*** Opening Dataset ***

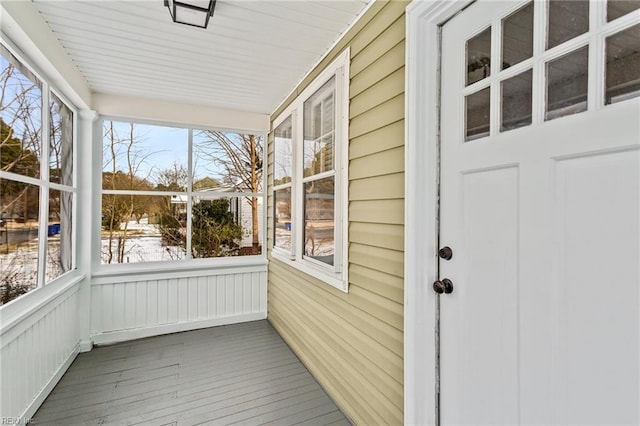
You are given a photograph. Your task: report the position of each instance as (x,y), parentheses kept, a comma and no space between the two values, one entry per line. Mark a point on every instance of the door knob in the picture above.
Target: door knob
(443,286)
(445,253)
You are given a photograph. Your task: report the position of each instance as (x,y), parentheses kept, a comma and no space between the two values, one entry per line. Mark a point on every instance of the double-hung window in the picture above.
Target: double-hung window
(37,184)
(310,149)
(179,194)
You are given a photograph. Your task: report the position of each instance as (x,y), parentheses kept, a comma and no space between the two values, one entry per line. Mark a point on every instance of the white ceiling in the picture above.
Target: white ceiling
(249,59)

*** Closing Dataset ***

● **Activity**
Looking at the records above, please output exactly the lines that run from the one holding "ceiling in the picture above." to the final line, and only those.

● **Exercise result**
You are given a photograph. Your task: report the position of each instance as (x,y), parentheses kept, a comma and no space between the two values, one entry per line. Mark a point on every instance of the white ceiling in the picture above.
Target: white ceiling
(249,59)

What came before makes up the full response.